== PARTS OF THE EXERCISE ==
- A) Copy word for word the stretch of the redaction patterns excerpt from "Pattern 4: Internal" through "is escalated mid-test.".
- B) Answer these questions from the redaction patterns excerpt:
(i) According to Pattern 3, what do skill file paths reveal?
(ii) What placeholder replaces matches of Pattern 4?
(iii) What placeholder replaces matches of Pattern 5?
- C) Pick up the redaction patterns excerpt after its final sentence and keep writing.
=== SELECTED EXCERPT ===
Pattern 3: SKILL.md File Paths

Pattern:  \.claude/skills/[\w-]+/(?:SKILL\.md|helpers/[\w.-]+)
Replaces: [internal-ref]

Skill file paths reveal the internal organization, naming conventions, and the existence of specific testing modules.


Pattern 4: Internal Boilerplate References

Pattern:  skill-boilerplate\.md|agent-dispatch\.md|stealth-config\.md
          |hacker-heuristics\.md|kill-signals\.md|research-escalation\.md
          |safety-validator\.md|codex-dispatch\.md|codex-schemas/
Replaces: [internal-ref]

These shared infrastructure files contain the core operational logic: how agents are dispatched, how stealth is maintained, how research is escalated mid-test.


Pattern 5: Nuclei Template Paths

Pattern:  (?:/opt/nuclei-templates|~/nuclei-templates|nuclei-templates)/[\w/-]+\.yaml
Replaces: [template]

Absolute template paths reveal the directory structure and which specific vulnerability checks are being run.
=== ENTRIES SUPPLIED ===
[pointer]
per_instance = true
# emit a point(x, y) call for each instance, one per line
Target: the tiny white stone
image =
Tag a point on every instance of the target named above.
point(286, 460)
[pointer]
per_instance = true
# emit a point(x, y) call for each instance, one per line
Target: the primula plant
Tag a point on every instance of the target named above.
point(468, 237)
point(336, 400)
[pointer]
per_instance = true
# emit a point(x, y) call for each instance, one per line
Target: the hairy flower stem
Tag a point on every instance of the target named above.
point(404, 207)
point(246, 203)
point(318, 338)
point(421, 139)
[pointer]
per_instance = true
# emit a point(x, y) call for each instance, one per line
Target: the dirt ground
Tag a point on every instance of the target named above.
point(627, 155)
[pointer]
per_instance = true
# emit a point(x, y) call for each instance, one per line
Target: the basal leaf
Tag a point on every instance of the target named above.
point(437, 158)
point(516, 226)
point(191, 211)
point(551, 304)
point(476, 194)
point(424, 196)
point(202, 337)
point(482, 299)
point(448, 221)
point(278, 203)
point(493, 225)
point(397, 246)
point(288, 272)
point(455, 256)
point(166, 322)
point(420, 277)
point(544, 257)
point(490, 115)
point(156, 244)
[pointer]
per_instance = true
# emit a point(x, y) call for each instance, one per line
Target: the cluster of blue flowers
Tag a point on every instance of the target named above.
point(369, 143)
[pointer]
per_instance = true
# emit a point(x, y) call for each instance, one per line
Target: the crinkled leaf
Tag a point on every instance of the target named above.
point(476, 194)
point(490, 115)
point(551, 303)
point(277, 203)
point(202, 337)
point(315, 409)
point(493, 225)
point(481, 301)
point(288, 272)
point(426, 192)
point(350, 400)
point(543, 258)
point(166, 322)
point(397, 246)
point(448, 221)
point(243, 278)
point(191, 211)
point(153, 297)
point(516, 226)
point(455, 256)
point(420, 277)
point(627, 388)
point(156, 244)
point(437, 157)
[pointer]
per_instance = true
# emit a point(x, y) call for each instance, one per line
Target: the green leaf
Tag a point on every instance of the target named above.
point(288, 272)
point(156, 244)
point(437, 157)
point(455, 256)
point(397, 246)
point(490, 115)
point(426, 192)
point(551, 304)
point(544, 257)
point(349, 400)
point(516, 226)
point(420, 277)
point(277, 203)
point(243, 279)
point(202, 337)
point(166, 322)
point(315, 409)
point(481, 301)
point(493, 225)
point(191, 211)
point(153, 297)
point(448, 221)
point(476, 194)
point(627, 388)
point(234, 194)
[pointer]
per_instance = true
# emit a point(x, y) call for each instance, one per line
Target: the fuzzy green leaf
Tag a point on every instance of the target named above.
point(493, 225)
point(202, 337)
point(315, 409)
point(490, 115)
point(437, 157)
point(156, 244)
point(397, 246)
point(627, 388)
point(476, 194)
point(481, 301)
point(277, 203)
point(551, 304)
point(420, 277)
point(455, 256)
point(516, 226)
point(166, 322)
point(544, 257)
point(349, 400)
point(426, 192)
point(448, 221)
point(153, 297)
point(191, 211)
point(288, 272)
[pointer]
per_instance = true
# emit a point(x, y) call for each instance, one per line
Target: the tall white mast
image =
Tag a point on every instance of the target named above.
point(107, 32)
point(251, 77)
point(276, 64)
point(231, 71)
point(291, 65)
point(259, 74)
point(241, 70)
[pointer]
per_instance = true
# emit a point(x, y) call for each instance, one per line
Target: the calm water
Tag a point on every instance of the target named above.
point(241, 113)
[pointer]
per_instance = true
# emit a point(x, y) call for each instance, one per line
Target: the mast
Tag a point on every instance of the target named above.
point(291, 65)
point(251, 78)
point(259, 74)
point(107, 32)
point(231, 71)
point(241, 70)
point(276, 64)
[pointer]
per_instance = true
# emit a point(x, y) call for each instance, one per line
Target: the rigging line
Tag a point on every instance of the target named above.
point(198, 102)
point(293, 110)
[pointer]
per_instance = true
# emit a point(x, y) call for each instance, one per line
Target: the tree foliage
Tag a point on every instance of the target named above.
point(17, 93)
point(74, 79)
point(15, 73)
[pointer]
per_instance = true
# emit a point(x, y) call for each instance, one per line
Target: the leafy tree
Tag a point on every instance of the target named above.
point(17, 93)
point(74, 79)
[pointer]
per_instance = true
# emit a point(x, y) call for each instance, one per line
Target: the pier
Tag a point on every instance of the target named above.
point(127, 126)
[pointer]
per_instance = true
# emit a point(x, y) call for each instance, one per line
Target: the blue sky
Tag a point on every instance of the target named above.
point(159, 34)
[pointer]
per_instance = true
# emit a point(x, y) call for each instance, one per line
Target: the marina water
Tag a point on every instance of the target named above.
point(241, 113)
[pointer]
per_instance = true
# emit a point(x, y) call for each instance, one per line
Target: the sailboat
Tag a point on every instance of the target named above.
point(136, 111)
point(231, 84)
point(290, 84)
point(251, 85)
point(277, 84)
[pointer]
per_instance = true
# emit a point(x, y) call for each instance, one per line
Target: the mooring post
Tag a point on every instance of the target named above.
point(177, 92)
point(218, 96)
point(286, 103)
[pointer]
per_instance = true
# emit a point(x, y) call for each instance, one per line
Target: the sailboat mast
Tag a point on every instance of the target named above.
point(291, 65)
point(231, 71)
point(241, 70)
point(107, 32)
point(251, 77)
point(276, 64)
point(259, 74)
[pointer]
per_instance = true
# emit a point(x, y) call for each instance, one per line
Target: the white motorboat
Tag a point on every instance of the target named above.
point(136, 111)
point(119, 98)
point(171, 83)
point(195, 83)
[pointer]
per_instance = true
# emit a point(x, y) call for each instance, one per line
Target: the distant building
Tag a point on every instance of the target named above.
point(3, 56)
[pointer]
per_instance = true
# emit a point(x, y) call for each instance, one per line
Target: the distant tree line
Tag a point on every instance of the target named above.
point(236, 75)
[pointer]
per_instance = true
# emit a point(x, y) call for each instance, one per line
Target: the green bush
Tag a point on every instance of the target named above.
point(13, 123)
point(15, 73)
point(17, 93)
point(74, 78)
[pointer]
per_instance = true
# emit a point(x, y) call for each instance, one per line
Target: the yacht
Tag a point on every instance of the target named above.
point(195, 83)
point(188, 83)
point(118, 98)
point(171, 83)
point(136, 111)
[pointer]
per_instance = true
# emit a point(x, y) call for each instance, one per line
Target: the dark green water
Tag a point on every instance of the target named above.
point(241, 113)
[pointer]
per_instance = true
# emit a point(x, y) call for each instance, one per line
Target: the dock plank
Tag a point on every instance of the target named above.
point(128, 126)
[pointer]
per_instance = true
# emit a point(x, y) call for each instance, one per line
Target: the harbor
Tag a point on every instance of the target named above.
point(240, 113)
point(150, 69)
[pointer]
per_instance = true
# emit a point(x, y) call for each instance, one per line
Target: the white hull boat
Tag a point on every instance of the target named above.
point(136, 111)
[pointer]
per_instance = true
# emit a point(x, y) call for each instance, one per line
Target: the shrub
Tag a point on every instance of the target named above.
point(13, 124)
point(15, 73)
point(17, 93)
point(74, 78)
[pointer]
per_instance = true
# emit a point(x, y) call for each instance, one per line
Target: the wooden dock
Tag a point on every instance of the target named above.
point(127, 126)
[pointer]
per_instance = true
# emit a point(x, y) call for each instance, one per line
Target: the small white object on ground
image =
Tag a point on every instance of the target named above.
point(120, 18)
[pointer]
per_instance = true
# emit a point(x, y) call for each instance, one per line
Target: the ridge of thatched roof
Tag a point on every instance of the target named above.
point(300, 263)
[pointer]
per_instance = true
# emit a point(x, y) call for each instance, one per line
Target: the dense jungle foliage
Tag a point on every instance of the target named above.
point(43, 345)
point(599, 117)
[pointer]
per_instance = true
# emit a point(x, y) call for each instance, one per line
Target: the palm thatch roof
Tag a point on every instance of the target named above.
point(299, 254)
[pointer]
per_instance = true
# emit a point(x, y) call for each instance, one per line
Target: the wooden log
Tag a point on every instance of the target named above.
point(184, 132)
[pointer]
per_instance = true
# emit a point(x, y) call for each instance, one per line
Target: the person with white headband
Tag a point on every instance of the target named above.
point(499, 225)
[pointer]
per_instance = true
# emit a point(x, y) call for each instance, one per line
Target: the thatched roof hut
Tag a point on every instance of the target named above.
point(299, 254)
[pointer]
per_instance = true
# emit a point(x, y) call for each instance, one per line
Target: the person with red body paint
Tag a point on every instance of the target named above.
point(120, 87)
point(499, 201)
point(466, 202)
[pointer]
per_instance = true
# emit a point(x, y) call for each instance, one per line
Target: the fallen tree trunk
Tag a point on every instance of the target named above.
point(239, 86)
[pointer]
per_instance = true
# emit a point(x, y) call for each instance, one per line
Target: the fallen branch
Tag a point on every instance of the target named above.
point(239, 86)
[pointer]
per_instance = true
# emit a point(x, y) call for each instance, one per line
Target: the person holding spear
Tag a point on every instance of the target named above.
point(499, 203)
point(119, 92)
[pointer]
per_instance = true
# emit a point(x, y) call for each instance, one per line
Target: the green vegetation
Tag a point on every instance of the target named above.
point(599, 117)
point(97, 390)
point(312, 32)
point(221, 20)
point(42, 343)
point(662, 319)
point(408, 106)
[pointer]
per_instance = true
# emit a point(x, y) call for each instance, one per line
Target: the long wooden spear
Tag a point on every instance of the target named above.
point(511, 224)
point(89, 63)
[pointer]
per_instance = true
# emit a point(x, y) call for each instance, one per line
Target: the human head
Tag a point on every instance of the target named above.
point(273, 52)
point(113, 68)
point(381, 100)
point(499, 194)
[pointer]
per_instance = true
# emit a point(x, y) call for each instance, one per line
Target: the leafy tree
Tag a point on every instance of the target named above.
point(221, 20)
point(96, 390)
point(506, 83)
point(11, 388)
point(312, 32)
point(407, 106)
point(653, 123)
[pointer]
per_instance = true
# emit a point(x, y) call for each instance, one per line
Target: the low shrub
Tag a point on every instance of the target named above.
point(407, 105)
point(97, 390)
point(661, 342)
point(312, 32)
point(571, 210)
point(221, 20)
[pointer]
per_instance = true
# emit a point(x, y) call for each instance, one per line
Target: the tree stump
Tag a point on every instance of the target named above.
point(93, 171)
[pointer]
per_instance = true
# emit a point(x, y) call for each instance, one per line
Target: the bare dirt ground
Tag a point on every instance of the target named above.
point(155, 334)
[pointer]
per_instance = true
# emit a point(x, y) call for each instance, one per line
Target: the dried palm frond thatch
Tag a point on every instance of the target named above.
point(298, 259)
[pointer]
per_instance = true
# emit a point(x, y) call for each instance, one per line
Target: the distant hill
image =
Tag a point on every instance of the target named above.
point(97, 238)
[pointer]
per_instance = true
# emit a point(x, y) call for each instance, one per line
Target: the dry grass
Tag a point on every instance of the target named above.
===
=== ENTRIES SUPPLIED ===
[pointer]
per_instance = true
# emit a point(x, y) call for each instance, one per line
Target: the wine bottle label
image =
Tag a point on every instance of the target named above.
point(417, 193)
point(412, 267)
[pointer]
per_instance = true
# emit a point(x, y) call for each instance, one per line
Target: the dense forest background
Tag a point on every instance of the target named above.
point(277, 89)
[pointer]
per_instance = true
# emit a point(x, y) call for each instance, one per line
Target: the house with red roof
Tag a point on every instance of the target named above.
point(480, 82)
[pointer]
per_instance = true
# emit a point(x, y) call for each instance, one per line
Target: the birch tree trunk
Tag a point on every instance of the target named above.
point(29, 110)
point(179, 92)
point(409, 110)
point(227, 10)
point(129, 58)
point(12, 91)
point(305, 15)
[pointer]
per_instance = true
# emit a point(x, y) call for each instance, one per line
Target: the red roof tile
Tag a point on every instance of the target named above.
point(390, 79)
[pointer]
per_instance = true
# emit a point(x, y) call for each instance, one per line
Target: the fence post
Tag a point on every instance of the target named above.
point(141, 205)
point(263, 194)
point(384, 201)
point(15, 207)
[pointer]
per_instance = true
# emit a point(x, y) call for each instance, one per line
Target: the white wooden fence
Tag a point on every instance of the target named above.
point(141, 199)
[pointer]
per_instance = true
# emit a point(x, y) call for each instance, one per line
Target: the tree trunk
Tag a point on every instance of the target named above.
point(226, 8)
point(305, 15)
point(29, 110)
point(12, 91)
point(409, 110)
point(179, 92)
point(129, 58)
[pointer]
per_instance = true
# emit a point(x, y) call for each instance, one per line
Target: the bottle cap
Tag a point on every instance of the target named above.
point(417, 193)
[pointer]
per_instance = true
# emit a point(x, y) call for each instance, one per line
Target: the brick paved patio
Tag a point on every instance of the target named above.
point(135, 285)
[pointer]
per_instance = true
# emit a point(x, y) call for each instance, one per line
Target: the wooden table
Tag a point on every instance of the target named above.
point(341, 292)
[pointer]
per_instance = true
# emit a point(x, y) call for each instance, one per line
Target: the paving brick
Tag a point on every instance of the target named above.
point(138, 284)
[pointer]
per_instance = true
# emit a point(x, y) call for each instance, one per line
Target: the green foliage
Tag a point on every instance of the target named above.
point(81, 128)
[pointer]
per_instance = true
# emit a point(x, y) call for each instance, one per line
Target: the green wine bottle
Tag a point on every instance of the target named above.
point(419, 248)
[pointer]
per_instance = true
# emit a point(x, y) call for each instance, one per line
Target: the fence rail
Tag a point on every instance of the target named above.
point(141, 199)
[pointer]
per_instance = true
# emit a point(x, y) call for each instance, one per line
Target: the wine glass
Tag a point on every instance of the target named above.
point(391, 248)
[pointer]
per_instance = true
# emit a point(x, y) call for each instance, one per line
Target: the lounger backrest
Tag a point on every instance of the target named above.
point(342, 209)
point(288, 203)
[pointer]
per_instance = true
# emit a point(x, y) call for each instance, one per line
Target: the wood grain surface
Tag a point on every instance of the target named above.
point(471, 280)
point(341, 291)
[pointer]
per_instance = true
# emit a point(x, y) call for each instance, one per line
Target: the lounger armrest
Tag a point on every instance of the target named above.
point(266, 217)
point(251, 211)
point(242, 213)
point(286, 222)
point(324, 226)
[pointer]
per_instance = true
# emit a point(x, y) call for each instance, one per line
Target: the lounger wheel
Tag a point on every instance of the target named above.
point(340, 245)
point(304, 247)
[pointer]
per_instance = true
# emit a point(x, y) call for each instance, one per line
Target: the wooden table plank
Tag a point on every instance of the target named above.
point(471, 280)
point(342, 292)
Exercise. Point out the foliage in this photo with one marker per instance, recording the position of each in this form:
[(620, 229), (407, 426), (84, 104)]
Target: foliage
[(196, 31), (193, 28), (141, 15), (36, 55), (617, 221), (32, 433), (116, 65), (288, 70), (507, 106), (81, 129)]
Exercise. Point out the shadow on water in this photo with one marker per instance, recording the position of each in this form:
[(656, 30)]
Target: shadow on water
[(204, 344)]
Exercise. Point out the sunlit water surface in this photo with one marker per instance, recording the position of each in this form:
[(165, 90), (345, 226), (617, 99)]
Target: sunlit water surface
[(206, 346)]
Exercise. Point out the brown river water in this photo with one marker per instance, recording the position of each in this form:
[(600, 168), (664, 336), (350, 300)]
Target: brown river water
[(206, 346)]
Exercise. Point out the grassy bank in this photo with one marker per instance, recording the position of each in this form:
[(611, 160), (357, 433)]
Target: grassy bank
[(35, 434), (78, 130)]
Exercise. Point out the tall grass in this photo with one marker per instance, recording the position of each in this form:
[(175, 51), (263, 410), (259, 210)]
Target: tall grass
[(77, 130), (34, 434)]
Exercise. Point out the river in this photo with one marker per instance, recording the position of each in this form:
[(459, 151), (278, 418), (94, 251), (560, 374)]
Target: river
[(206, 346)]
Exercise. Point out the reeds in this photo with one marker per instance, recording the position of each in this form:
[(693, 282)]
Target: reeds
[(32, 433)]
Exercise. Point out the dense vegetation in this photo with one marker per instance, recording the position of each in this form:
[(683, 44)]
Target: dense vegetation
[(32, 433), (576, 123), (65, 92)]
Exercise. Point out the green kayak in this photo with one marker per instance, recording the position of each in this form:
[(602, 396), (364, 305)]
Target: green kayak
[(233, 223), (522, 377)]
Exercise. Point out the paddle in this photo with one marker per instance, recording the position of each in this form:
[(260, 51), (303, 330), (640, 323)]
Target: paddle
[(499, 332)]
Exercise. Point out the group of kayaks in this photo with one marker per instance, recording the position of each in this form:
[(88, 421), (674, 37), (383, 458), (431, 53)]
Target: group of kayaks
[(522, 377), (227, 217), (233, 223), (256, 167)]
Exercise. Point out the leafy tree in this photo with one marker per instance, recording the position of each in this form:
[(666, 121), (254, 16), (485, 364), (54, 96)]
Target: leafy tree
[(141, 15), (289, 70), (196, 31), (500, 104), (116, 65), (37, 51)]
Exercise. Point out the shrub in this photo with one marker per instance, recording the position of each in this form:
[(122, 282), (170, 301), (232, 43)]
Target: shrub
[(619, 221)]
===
== ANSWERS BY TASK ==
- A)
Pattern 4: Internal Boilerplate References

Pattern:  skill-boilerplate\.md|agent-dispatch\.md|stealth-config\.md
          |hacker-heuristics\.md|kill-signals\.md|research-escalation\.md
          |safety-validator\.md|codex-dispatch\.md|codex-schemas/
Replaces: [internal-ref]

These shared infrastructure files contain the core operational logic: how agents are dispatched, how stealth is maintained, how research is escalated mid-test.

- B)
(i) The internal organization, naming conventions, and the existence of specific testing modules.
(ii) [internal-ref]
(iii) [template]

- C)
Pattern 6: Model Routing Configuration

Pattern:  Opus\s+(?:high|medium|low)\s+\d+K\s+thinking
          |Haiku\s+\d+K\s+thinking
          |thinking_budget[=:]\s*\d+
Replaces: [config]

Model routing details (which model handles which skill, thinking token budgets) are proprietary architectural decisions.


Pattern 7: Research Escalation Internals

Pattern:  \[RRE\]\s+(?:budget|escalation|trigger|gate|remaining)
Replaces: [research]

Runtime Research Escalation markers reveal the dynamic web search strategy, trigger thresholds, and budget management.


Pattern 8: Codex Integration Markers

Pattern:  \[CODEX\]\s+(?:dispatch|budget|P[0-7]|tiebreaker|wave.review|coverage.audit)
Replaces: [analysis]

Codex integration points reveal the dual-engine architecture and cross-model verification strategy.


Pattern 9: Stealth Internals

Pattern:  JITTER_MULT=\d+|stealth_curl\(|count_request\(|check_timeout\(
Replaces: [config]

Internal function calls and stealth parameters reveal the rate-limiting and evasion implementation.


Pattern 10: Kill Signal Logs

Pattern:  \[KILL-SIGNAL\]\s+reason=\S+\s+endpoint=\S+\s+action=\S+
Replaces: [signal]

Kill signals reveal the time-waste prevention logic: what triggers a test to abort and how the system reallocates resources.


Pattern 11: Wave Coordinator Internals

Pattern:  Wave\s+\d+/\d+\s*[:.].*?agents?\s*[:.]|agent-\w+\.json
Replaces: [phase]

Wave scheduling details reveal the parallel execution strategy and agent naming conventions.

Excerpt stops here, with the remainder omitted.